# 2 Creeds



## Chad (Apr 15, 2013)

Wanted to check zero on the two 6.5 Creedmoors and run them over the MagnetoSpeed. Both were shot with the Hornady 140gr AMAX.







I shot them for accuracy first, both had clean barrels. Rem700 has a Krieger 26" barrel and the Savage is stock 20"

Cold bore is on the center orange followed by a three shot group to the right.

Rem700 custom, top group, stock Savage light weight hunter on the bottom:






Muzzle velocity for five shots from each was:

2862fps for the Kreiger 26" and 2770 for the Savage 20".

Adjusted the windage on the Savage .2 left and will reshoot it.


----------



## Chad (Apr 17, 2013)

Gave both rifles a good cleaning, ammo is the same 140AMAX.

Savage was shot from the pack w/ rear bag, scope is a 1.8-10x @ 10x.

Cold bore on the top left followed by a three shot group on the top right. Let it cool(was shooting the Rem700) then shot the bottom row. Left side was using the Latigo sling prone and right was sling kneeling:







Custom Rem700 was shot off of bipods for CB(top left) and three shot group(top right). 
Bottom row was shot w/ RC1 sling, prone on the left.....heavy crosswind picked up on the kneeling and was moving my body enough I stopped shooting at the one shot.







Moved down to the steel range and shot both at 550yds. The Rem700 has a 5-25x, set at 20x for today, and exposed turrets to dial. The Savage has turret caps.

Bottom group was shot holding off 1mrad left for wind and 3mrad high for elevation. The top group was shot with the Rem700 w/ 3mrad up dialed and .9mrad left dialed. 







Savage printed better than normal, group is about 1.5" and the Rem700 grouped worse than normal at about 5".


----------

▬▬▬▬▬▬▬▬▬▬

Questions:
#1 Using the 2 Creeds thread, decide whether each statement agrees with it: (a) The Savage has a stock 20-inch barrel. (b) At 550 yards, the Rem700 grouped tighter than the Savage. (c) The Apr 17 session used a different load than the first session. For each, answer yes or no and quote the words from the thread that decide it.
#2 In the 2 Creeds thread, what muzzle velocity is given for the Rem700's 26-inch barrel?

Data under study:
▬▬▬▬▬▬▬▬▬▬

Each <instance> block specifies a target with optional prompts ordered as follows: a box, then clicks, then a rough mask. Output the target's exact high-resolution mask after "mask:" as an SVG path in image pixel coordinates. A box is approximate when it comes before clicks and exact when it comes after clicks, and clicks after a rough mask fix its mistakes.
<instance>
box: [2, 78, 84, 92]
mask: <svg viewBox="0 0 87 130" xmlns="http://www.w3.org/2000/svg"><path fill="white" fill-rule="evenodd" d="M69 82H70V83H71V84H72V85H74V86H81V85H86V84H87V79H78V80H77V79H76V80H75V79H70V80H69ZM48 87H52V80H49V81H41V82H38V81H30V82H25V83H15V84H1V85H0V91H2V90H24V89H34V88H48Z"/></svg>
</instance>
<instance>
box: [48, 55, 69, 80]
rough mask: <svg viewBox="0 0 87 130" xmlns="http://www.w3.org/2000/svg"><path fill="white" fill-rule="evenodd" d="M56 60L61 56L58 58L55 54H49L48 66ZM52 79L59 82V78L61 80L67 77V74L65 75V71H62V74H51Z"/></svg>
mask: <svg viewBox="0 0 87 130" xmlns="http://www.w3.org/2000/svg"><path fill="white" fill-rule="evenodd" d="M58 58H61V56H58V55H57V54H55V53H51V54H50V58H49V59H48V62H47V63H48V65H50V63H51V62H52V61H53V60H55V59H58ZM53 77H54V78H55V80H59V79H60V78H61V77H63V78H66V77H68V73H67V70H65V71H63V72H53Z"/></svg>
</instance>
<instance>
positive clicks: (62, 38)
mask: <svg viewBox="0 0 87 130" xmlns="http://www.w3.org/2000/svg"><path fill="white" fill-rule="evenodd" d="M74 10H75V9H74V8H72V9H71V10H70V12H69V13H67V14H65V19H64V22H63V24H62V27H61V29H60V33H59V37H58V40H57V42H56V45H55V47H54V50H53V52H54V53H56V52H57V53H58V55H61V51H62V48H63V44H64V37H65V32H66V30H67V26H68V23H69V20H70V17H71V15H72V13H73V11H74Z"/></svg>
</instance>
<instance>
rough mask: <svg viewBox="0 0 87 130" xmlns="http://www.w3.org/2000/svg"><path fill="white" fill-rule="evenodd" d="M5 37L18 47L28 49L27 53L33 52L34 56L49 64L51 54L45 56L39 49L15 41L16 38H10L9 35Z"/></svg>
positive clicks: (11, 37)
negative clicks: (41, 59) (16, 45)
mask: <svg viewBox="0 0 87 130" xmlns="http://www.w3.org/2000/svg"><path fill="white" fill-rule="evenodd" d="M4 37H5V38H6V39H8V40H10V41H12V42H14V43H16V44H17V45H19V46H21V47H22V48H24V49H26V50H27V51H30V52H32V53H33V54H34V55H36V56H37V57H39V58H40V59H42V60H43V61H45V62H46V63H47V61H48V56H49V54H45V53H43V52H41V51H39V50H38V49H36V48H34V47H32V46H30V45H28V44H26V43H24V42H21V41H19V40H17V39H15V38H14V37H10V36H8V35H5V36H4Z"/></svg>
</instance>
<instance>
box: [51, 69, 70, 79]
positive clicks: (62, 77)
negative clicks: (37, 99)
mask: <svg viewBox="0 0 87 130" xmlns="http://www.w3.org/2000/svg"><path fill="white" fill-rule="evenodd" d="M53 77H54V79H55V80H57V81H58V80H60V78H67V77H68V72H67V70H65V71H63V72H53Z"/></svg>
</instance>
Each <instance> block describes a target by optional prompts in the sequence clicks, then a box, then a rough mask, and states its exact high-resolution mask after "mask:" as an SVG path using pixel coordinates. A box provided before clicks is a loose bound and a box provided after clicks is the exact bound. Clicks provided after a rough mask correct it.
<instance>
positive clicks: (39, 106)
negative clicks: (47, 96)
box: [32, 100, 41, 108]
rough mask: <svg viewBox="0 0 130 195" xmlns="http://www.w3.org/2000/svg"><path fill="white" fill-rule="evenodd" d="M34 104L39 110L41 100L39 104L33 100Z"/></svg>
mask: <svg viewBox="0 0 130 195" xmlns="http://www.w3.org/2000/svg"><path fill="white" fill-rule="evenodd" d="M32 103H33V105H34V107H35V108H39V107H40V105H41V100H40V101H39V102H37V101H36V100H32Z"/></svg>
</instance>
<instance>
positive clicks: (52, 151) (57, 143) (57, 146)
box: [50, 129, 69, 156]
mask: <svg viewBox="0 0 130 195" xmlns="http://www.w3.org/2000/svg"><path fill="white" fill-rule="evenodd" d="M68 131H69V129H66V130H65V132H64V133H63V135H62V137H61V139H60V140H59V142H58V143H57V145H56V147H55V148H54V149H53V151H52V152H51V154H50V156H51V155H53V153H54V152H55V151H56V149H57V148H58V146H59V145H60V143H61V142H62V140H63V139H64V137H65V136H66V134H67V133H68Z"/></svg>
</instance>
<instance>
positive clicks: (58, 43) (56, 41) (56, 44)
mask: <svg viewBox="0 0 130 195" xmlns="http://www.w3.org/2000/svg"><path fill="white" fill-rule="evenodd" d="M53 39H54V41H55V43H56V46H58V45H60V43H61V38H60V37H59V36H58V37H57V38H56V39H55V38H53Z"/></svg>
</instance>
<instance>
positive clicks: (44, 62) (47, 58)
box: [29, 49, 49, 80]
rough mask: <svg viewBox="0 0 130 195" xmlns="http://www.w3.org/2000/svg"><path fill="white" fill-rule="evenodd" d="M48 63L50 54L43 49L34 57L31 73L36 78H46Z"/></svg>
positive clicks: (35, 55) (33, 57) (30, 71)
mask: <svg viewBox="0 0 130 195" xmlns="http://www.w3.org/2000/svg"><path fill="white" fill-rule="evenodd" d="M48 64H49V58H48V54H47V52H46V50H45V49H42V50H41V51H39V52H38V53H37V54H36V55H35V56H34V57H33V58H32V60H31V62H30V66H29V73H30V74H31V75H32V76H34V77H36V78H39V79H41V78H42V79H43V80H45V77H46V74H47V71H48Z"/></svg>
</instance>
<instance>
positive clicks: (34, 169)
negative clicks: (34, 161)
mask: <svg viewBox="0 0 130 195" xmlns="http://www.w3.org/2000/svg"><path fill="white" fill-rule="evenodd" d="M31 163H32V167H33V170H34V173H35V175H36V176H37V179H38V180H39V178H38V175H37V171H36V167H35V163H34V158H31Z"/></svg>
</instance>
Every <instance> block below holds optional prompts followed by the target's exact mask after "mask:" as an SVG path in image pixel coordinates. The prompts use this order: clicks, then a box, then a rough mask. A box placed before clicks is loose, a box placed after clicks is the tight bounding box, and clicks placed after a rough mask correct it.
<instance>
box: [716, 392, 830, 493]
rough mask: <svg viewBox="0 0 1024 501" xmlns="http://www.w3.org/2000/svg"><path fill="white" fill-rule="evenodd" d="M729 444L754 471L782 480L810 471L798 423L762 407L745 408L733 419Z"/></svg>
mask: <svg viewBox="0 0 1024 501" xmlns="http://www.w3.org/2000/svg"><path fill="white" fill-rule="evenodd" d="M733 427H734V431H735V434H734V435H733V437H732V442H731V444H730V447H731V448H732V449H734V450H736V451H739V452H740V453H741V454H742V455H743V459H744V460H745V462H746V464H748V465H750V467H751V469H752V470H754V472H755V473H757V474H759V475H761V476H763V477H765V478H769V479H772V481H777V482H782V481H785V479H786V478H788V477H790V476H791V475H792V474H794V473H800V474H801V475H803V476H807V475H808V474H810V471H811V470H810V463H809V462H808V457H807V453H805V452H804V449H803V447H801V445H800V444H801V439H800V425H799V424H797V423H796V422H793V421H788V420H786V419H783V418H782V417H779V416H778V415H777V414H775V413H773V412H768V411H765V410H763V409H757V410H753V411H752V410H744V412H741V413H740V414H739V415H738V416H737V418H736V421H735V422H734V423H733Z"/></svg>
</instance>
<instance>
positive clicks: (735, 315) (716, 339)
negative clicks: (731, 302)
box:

▬▬▬▬▬▬▬▬▬▬

Exercise responses:
#1
(a) Yes: "the Savage is stock 20""
(b) No: "Savage printed better than normal, group is about 1.5" and the Rem700 grouped worse than normal at about 5""
(c) No: "ammo is the same 140AMAX."

#2 2862fps.